*SELECTION*.

Learning strategies for DOM

(last updated March 11th, 2026)

Learning approaches for control can broadly be divided into two main paradigms: Reinforcement Learning (RL) and Imitation Learning (IL) [7]. Overall, RL and IL provide complementary advantages: RL enables autonomous skill discovery and long-horizon optimization, whereas IL offers strong priors from expert knowledge and improved sample efficiency. Modern robotic systems often combine both paradigms, for example by initializing policies with demonstrations and refining them through reinforcement learning.

Imitation Learning encompasses multiple techniques differing in how demonstrations are used:

Behavioral Cloning (BC): Treats policy learning as a supervised learning problem, directly mapping observed states to actions. While simple and data-efficient, BC can suffer from compounding errors due to distribution shift. Specifically, once the agent reaches a state not covered by the demonstration distribution, it lacks a mechanism to recover.
Learning from Demonstration (LfD): A machine learning paradigm in which the agent learns an imitation policy. It enables robots to acquire complex skills without the need for explicit trajectory programming [7].
Adversarial Imitation Learning (AIL): Learns policies by matching the distribution of expert and learner trajectories using adversarial training, improving robustness to state distribution mismatch. Generative Adversarial Imitation Learning (GAIL) is a specific AIL formulation in which a discriminator distinguishes expert from agent-generated behavior, guiding the policy toward expert-like performance without explicitly modeling rewards [8].

RL for deformable object manipulation

Reinforcement learning (RL) learns a control policy by trial-and-error interaction: the robot observes the world, takes actions, and updates its policy to maximize cumulative reward. For deformable object manipulation (DOM), RL is appealing because explicit modeling and planning can be brittle when objects have high-dimensional state, nonlinear dynamics, and partial observability (occlusion, self-contact, ambiguous shapes). In practice, DOM RL often aims to learn strategies (where/how to pull, fold, stretch, regrasp) rather than only low-level motor control, because modeling accurate deformation + contact at the torque level is difficult and expensive to learn from scratch.

A common theme in DOM benchmarks is that there may not be a single “correct” goal configuration (e.g., cloth folding can have multiple valid outcomes), which makes reward design and goal specification particularly important. This also interacts with partial observability: from a single camera view, multiple underlying cloth states can look similar, so the policy must be robust to state aliasing or rely on memory/state estimation.

Common RL approaches (as seen in DOM work)

Model-free RL (policy/value learning): learns directly from experience without an explicit dynamics model; popular in continuous control, but often sample-hungry and sensitive to reward design. In DOM, model-free RL is frequently paired with action abstractions (e.g., pick-and-place style actions rather than torques) and shaped rewards (coverage, distance-to-target, intersection/overlap penalties) to make exploration feasible.
Model-based RL: learns/uses a predictive model (sometimes combined with MPC/planning) to improve data efficiency—promising for DOM but depends on having a usable model. Deformables make this hard because small modeling errors can compound over long horizons (e.g., predicting cloth wrinkles or fluid spill), and SoftGym explicitly highlights the difficulty of accurate future prediction for deformable dynamics.

*WRITTEN PROBLEM 1*.
Print the passage from the page on learning strategies for deformable object manipulation, starting at "Learning strategies for" up to and including "through reinforcement learning.".
*WRITTEN PROBLEM 2*.
List the imitation learning techniques that the page on deformable object manipulation gives as separate entries, with their abbreviations.
*WRITTEN PROBLEM 3*.
Continue the page on learning strategies for deformable object manipulation, starting after its last sentence.

*MATERIAL*.
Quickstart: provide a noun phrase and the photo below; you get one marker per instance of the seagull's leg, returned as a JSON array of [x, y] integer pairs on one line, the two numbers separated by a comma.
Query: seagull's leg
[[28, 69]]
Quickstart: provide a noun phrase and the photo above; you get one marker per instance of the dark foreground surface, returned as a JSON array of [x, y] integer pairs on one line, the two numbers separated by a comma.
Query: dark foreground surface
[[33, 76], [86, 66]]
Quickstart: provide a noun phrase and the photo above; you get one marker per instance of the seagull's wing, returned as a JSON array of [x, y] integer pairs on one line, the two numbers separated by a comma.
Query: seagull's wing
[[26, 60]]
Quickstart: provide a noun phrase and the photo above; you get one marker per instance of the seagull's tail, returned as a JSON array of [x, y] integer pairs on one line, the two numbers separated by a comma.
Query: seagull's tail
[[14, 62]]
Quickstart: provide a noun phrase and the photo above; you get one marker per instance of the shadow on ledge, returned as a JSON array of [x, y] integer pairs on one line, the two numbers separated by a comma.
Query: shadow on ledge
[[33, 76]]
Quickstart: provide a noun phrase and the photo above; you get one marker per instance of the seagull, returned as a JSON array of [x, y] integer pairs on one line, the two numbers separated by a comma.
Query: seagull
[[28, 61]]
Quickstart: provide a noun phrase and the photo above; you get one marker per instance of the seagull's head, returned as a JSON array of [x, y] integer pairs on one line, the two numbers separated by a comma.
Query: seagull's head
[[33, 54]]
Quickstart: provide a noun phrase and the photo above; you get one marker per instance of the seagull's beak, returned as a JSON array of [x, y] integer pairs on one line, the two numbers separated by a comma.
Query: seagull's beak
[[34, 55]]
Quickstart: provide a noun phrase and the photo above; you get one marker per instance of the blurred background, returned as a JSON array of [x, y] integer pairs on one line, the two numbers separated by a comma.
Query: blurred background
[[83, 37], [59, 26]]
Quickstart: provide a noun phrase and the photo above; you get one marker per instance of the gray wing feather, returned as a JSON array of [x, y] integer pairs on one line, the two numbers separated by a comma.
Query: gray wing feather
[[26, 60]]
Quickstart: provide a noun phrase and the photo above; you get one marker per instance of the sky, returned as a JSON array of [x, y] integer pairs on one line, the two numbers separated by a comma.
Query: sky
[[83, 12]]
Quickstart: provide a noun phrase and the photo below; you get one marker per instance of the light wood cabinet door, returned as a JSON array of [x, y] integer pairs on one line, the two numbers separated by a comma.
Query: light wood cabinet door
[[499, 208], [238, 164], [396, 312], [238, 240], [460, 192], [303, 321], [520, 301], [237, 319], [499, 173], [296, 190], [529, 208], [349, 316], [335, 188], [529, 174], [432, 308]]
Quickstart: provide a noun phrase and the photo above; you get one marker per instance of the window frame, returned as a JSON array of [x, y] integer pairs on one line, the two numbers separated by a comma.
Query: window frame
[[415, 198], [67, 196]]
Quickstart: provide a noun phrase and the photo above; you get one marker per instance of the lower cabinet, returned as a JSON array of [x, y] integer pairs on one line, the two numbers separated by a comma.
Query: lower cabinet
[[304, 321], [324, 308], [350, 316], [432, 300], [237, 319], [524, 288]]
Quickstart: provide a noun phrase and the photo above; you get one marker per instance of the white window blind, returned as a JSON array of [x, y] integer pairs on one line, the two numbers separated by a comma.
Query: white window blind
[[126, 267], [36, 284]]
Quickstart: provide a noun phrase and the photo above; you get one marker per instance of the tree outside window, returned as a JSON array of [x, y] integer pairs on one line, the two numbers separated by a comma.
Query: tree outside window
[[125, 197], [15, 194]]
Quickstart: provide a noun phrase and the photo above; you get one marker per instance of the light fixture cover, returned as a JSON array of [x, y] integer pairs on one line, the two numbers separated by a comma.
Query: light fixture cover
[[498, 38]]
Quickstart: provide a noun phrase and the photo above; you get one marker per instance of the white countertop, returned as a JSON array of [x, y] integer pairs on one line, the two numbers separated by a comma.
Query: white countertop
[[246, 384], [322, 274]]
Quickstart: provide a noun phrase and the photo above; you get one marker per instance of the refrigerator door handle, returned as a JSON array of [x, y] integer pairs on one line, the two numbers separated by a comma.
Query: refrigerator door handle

--

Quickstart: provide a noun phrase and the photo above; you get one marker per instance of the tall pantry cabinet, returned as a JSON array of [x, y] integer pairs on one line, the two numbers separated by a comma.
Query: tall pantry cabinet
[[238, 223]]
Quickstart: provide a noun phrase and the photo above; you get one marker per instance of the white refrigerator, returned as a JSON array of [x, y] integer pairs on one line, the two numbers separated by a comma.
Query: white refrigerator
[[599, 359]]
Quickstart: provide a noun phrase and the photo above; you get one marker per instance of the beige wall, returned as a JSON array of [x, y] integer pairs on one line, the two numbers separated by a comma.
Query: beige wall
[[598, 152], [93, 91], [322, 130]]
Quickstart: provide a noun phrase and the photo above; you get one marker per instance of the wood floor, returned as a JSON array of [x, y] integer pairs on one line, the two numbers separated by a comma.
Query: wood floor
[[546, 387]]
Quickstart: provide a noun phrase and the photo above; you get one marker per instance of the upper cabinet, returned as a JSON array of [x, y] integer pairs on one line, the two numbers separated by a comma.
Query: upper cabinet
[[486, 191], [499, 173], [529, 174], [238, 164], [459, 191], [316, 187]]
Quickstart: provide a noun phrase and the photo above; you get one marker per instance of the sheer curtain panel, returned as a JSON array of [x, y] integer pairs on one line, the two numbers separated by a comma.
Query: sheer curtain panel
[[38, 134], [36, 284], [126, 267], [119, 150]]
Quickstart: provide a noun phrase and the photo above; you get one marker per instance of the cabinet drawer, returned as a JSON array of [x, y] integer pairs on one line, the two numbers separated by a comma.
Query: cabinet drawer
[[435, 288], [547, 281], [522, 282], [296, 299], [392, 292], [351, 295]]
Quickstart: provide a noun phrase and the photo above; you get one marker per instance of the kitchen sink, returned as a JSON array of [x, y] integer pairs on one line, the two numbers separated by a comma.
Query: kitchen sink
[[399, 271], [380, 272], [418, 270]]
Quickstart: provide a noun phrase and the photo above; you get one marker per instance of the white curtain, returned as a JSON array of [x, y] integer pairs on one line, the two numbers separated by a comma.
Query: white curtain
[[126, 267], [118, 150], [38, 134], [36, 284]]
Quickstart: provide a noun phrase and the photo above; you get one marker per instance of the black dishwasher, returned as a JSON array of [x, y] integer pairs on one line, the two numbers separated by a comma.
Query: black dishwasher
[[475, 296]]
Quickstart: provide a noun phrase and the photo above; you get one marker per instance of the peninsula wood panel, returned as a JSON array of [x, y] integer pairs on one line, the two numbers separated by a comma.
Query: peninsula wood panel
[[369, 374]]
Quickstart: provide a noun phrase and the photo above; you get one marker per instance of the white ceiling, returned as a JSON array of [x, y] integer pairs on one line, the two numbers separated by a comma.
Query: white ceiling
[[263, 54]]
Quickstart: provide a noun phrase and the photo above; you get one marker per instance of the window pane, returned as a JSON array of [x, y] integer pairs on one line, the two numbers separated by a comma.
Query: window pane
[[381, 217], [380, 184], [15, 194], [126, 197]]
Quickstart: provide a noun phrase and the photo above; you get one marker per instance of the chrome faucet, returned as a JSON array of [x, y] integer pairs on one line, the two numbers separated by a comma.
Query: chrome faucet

* * *

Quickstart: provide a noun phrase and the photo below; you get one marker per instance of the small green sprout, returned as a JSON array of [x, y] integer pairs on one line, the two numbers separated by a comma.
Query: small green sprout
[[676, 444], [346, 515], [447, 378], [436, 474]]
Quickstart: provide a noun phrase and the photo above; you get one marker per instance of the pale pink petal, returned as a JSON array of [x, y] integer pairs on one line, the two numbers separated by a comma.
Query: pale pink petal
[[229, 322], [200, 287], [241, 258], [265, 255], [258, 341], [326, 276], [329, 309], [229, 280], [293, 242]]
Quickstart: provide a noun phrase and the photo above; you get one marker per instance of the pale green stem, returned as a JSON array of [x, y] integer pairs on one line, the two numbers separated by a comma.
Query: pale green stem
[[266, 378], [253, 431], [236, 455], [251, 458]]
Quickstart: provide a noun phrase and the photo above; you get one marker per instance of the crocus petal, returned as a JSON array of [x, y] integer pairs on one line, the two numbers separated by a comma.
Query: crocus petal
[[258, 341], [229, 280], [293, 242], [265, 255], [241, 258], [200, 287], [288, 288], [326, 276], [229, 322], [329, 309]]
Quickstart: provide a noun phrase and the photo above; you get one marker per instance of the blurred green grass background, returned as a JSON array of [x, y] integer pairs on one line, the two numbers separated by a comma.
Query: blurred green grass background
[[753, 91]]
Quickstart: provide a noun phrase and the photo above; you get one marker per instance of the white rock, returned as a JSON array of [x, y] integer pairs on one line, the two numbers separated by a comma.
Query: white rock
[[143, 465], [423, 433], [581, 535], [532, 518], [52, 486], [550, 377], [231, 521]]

*WRITTEN RESPONSE 1*.
Learning strategies for DOM

(last updated March 11th, 2026)

Learning approaches for control can broadly be divided into two main paradigms: Reinforcement Learning (RL) and Imitation Learning (IL) [7]. Overall, RL and IL provide complementary advantages: RL enables autonomous skill discovery and long-horizon optimization, whereas IL offers strong priors from expert knowledge and improved sample efficiency. Modern robotic systems often combine both paradigms, for example by initializing policies with demonstrations and refining them through reinforcement learning.

*WRITTEN RESPONSE 2*.
- Behavioral Cloning (BC)
- Learning from Demonstration (LfD)
- Adversarial Imitation Learning (AIL)

*WRITTEN RESPONSE 3*.
Hybrid / structure-in-the-loop RL: improves RL by injecting structure (e.g., compact state features, structured dynamics priors, residual learning, action abstractions) to reduce exploration burden and improve transfer. This is a natural fit for DOM because particle/mesh/graph structure can be exploited, and surveys emphasize structured modeling and multimodal sensing as key enablers for robust manipulation systems.
Hierarchical / skill-based RL: decomposes long tasks into subskills and learns sequencing; fits DOM because many tasks are multi-stage (spread → regrasp corners → fold → align → refine) and require recovery behaviors when folds slip or tangles form. Hierarchy helps with long-horizon credit assignment and lets you reuse skills across related tasks.
Sim-to-real RL: trains mostly in simulation and transfers to real robots, often using domain randomization (visual + dynamics). This is common in DOM because data collection is expensive and failures are messy; however, sim-to-real can be dominated by differences in material parameters (stiffness, friction), contact, and grasp dynamics, not just rendering. The sim-to-real cloth RL work (Matas et al.) illustrates both the promise of this pipeline and the need for careful randomization + engineering around grasping.

Some recent works

Sim-to-real deep RL for cloth (Matas et al., 2018)

A key early result is sim-to-real RL for cloth manipulation: policies are trained entirely in simulation (PyBullet), then deployed on a real Kinova arm for tasks like folding to a mark, diagonal folding, and draping over a hanger. The work shows a practical recipe for sparse-reward cloth RL: an improved DDPG-style pipeline integrating multiple stabilizing components (e.g., prioritized replay, n-step returns, twin critics, asymmetric actor-critic), plus heavy domain randomization for transfer. It also documents a very real limitation: PyBullet’s deformable/grasping support was insufficient “as is,” requiring custom “fake grasps” via anchors to cloth nodes.

Benchmarks for DOM RL (SoftGym, Lin et al., 2020)

SoftGym established an RL benchmark suite for rope/cloth/fluids with standardized tasks and observation modes (full state, reduced state, pixels). Two important findings:

Image-based RL underperforms state/reduced-state methods on many deformable tasks, showing that perception/state estimation is a core bottleneck.
Learning deformable dynamics from pixels is hard: SoftGym analyzes failures via poor future prediction (e.g., models failing to predict cloth shape or water spill trajectories).

Broader DOM perspective (Zhu et al., 2022)

These surveys emphasize that DOM breaks rigid-manipulation assumptions and requires progress across hardware, sensing, modeling, planning, and control. A notable community survey in Zhu et al. ranks sensing as high-importance but relatively low-maturity (i.e., high opportunity). Some researchers also highlight multimodal perception (vision + tactile), tactile simulators, and structured modeling (including particle/graph perspectives) as key ingredients for data-driven manipulation going forward.

Tactile-prior TD3 for robust deformable grasping (sim-to-real, Zhou et al., 2025)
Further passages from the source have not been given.